Your task: Each record must be repeated exactly as it stands.
::: Data section
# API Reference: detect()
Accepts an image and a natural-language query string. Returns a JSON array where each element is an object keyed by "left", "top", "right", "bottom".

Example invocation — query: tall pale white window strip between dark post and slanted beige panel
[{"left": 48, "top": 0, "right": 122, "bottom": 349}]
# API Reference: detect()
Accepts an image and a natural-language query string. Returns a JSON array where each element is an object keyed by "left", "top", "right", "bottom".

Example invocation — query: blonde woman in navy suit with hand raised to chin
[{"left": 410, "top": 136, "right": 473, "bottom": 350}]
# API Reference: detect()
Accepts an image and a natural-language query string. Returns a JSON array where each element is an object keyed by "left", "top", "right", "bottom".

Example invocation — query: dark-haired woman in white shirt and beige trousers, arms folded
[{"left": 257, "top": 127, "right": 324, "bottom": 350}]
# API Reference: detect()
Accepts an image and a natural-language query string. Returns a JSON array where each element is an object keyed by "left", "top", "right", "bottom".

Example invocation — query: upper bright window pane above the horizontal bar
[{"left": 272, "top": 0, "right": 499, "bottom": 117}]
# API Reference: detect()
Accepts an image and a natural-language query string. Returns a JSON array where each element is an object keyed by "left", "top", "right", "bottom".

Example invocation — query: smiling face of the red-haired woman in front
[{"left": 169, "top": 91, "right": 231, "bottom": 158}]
::::::
Exercise answer:
# API Reference: detect()
Accepts an image and a natural-language query string. Returns a JSON array where each element is an object keyed by "left", "top", "right", "bottom".

Example invocation — query: tall pale white window strip between dark post and slanted beige panel
[{"left": 48, "top": 0, "right": 122, "bottom": 349}]
# API Reference: detect()
Accepts an image and a natural-language query string. Returns a JSON array where each element is an object keyed by "left", "top", "right", "bottom".

Example invocation — query: blonde woman in navy suit with hand raised to chin
[{"left": 410, "top": 136, "right": 473, "bottom": 350}]
# API Reference: detect()
Accepts an image and a natural-language query string. Returns a JSON array where each element is an object keyed by "left", "top", "right", "bottom".

Example invocation — query: dark-haired woman in white shirt and beige trousers, arms folded
[{"left": 257, "top": 127, "right": 324, "bottom": 350}]
# API Reference: detect()
Accepts an image and a natural-language query string. Returns a JSON array where each element is an object keyed by "left", "top", "right", "bottom".

Example invocation — query: upper bright window pane above the horizontal bar
[{"left": 272, "top": 0, "right": 499, "bottom": 117}]
# API Reference: detect()
Accepts an image and a natural-language query string. Returns a JSON array where each element is an object keyed by "left", "top", "right", "bottom".

Example invocation — query: smiling face of the red-haired woman in front
[{"left": 169, "top": 91, "right": 231, "bottom": 158}]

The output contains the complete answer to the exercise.